What the task requires:
Copy every item below word for word, leaving out the pictures.

------------------------------------

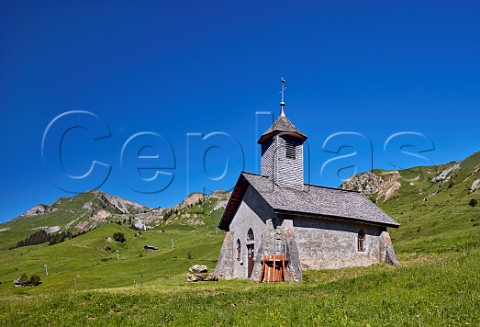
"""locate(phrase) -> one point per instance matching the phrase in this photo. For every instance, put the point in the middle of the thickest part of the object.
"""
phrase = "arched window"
(290, 149)
(361, 241)
(239, 250)
(250, 236)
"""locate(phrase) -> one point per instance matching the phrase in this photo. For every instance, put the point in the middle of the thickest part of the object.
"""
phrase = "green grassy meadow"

------------------------------------

Answer:
"""locate(phrase) -> one point per instance matching the phrase in this photo. For every instance, put the point in the middle of the thickest part of the object.
"""
phrase = "arched window"
(290, 149)
(361, 241)
(239, 250)
(250, 236)
"""locate(phrase) -> one point per instance matching the phrase in this photo. For every instance, put the point in the middle of the thickest part of the object.
"""
phrase = "green grassy meadow"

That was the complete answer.